Umumi Savaş esnasında iskâna tabi tutulup topraklarından zorla koparılan Kürdlerin; maruz kaldıkları asker baskısı, işkence, açlık, sefalet, hastalık ve onlara karşı doğal bir silah olarak kullanılan kış mevsiminin hava şartlarının yarattığı zorlu yaşam koşullarını anlatmak için, Kürd dengbêjlerin kılamlarına da konu olmuş aşağıdaki cümle aslında her şeyi anlatmaktadır. “Ev çend salên mihacirîyê, dê û bavan ewladên xwe avêtin ber dar û devîyan.” (Muhacirliğin sürdüğü yıllarda, nice ana ve babalar evlatlarını ormanlık ve çalılıklara attılar.)

Harb-i Umumi esnasında yalnızca Kürdistan’ın üç vilayetinden Batı illerine tehcir edilen (göçertilen) Kürdler: Erzurum ve çevresinden 287.474 nüfustur, 152.659’u iade olunmuştur; Van ve havalisinden (çevresinden) 202.808 nüfustur, 35.415’i sevk olunmuştur; Bitlis ve çevresinden 128.228 nüfustur, 48.070’i sevk olunmuştur.[1]

Tasvir-i Efkâr gazetesinde yayımlanan verilere göre ise:

Erzurum muhacirleri: Resmi istatistikte Erzurum vilayetinin savaştan önceki Müslüman nüfusu 704.573 olarak gösterilmektedir. Gördükleri tazyik (baskı) üzerine sair (diğer) vilayetlere göç edenlerin miktarı 448.277’dir. 207.105 nüfus zayi olmuştur. Bugün hükümetin lütuf ve yardımını bekleyenler, memleketlerine avdet (dönme) temennisinde bulunanlar da 282.601’e ulaşmaktadır. Harpten ve iltica yüzünden Erzurum vilayeti nüfus itibarıyla %29’unu kaybetmiştir.

• **Çıkarılan veriler**:
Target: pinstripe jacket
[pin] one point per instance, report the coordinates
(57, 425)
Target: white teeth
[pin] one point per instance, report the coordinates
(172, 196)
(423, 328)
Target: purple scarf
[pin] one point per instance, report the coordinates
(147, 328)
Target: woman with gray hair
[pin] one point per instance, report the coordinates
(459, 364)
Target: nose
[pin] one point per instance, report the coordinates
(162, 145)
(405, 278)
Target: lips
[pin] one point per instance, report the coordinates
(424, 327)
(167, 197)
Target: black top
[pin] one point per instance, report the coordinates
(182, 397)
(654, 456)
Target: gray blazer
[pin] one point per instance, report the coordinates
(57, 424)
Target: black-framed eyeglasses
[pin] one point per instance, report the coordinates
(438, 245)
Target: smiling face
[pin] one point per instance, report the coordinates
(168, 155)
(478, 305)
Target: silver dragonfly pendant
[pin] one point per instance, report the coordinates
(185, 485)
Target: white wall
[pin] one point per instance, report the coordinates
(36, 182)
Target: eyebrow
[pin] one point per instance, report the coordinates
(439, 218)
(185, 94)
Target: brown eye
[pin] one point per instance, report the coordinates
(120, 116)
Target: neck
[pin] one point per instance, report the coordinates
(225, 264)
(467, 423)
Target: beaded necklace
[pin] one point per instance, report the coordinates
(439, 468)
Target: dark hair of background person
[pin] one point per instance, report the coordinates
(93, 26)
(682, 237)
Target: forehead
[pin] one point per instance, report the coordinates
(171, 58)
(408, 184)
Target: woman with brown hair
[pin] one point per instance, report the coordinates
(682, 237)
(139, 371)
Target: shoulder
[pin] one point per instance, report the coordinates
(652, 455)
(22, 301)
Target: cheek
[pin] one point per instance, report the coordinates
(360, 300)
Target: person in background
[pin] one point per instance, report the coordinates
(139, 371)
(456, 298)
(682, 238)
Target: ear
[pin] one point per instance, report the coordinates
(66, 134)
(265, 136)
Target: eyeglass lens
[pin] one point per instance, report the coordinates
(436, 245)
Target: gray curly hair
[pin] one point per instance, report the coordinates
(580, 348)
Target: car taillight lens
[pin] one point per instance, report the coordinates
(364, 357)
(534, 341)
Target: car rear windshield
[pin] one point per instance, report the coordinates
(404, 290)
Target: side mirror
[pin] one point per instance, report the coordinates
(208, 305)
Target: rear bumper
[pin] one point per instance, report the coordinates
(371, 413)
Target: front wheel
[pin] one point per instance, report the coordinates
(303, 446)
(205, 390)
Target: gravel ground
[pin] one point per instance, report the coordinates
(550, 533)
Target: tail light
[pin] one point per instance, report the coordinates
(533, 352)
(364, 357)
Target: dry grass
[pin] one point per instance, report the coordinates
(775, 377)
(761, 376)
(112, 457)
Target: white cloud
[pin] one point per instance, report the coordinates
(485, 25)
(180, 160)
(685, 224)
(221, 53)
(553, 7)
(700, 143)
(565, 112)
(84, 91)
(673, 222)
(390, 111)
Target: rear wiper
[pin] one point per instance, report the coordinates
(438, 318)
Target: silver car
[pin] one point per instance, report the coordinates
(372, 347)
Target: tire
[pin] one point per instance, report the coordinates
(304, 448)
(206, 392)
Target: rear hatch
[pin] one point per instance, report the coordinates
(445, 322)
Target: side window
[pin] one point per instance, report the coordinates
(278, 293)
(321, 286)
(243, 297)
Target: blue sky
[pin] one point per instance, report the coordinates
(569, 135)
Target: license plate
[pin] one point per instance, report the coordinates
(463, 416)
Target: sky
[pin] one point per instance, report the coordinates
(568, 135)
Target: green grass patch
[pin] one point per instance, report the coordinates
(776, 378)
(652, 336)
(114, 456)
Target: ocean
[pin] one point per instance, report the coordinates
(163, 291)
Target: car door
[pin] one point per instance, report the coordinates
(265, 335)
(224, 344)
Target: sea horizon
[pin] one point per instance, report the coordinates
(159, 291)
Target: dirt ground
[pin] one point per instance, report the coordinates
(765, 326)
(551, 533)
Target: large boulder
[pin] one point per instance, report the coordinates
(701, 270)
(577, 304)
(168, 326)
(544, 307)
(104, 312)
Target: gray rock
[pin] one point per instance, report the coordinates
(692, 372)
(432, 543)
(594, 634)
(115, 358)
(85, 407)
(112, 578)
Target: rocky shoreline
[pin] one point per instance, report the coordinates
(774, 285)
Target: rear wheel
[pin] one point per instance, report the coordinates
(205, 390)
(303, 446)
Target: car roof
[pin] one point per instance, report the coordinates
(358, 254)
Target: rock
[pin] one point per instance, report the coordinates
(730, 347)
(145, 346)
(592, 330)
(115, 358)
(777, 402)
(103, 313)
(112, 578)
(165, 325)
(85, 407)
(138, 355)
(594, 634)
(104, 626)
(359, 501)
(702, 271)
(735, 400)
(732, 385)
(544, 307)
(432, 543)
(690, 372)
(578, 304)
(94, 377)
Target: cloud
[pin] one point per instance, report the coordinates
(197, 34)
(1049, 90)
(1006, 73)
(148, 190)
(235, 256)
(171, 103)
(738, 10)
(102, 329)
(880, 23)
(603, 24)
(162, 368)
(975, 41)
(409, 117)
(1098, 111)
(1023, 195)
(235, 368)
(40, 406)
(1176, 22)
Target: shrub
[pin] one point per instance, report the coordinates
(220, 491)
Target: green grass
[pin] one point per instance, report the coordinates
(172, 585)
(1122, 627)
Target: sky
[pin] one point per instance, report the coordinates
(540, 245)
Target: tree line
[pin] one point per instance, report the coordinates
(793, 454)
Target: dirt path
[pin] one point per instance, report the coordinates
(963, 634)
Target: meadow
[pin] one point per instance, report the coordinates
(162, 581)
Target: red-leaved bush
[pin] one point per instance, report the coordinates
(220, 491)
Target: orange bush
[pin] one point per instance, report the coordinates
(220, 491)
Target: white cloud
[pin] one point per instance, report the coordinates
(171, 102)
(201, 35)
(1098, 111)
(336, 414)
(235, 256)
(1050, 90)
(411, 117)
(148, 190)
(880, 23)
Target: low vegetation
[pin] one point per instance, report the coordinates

• **İstenen görevler**:
1) Listeyi süzerek "silver" dizgesini içeren satırların tamamını kopyala. Büyük-küçük harf ayrımı gözetilsin.
2) Harb-i Umumi sırasında tehcir edilen Kürdlere dair metni, son cümlesinin ardından sürdür.

• **Görev çıktıları**:
1)
Target: silver dragonfly pendant
Target: silver car

2)
Bitlis muhacirleri: Bitlis vilayetinin Müslüman nüfusu, harpten önce 361.615 iken, 203.131 Müslüman dahile (iç taraflara) iltica etmiş, bugün 144.647 bedbaht (bahtsız kişiler) memleketlerine dönebilmeyi beklemekte olup “108.484” kişi de iltica esnasında mahv ve helak olmuştur.

Van muhacirleri: Van vilayetinden iltica edenlerden 108.000 kişi mahvolmuş, 100.000 nüfus da bugün vilayet dahilinde muvakkaten meskûn olmakta bulunmuştur. Van’ın istatistikinde savaştan önce Müslüman nüfusu ise 308.000 olarak kaydedilmiştir.

Erzincan muhacirleri: Erzincan livasında zayi olan mültecilerin miktarı 5434’e ulaşmaktadır. Adı geçen livanın Müslüman nüfusu 148.672 kişi olmasına nazaran 79.238 kişi iltica etmiş ve bugün de 15.000 Müslüman memleketine iade edilmesini beklemektedir.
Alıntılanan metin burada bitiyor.